(Apply what you read)
(a) In the post about cyberpunk, where is steampunk often set?
(b) Can you go on with the post about cyberpunk, starting right after its final sentence?

(Exercise passage)
Friday 22 February 2008

You feeling lucky, cyber/steam/bio/ punk?

With countless youth movements failing to bring down the establishment over the years, it follows that the establishment will remain a prominent force for the present and near future. Its proliferation might well lead us to…

Cyberpunk:

Wrought from the pages of William Gibson, Alfred Bester, Bruce Sterling etc Cyberpunk brings together all the rebellious anti-corporate/government sentiment inspired by the Punk movement of the 70s but places it in a post-industrial dystopia where mega corporations, corruption and a breakdown in the social order are prevalent.


If you’ve seen Blade Runner, the Matrix (because we don’t talk about the other two, in the same way we don’t mention the second Star Wars trilogy) A Scanner Darkly or Ghost in the Shell, then you’ll have a good understanding of a cyberpunk tone and setting. If you imagine Cyberpunk as the daddy, then these sub-genres are its bastard, steamy, gene-spliced, offspring:

Steampunk:

Often set in 19th century England or a world where steam power is still the main source of energy. They tend to be less obviously dark than cyberpunk, encapsulating more of the positive, arrogance of the Victorian era, well, among the Victorians at any rate.

Stored records
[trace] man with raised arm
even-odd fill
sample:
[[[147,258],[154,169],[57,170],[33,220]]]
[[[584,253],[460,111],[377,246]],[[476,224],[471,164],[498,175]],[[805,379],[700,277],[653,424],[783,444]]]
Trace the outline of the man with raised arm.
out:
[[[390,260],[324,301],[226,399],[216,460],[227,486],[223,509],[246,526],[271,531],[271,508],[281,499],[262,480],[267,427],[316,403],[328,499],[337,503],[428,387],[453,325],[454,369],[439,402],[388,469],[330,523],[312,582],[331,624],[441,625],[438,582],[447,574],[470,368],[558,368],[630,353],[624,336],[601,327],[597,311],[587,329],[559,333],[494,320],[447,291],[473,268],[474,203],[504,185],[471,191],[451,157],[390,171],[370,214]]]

(Answers by task)
(a) In 19th-century England or in a world where steam power is still the main source of energy.

(b)
The Difference Engine by Bruce Sterling and William Gibson, is a ‘what if’ Steampunk story. What if Charles Babbage succeeded in his ambition to build a mechanical computer and brought about the computer revolution a hundred years earlier? Suffice to say, Britain and the world become a very different place.

Biopunk:

Is usually set in the present or the future where genetics have advanced to extraordinary and scary new heights. Often propagated by a megalomaniacal visionary. A good example of Biopunk; Bioshock and Gattaca.


There are more sub-genres but these are too niche-core to bother mentioning. Niche, a nicer way of saying lonesome.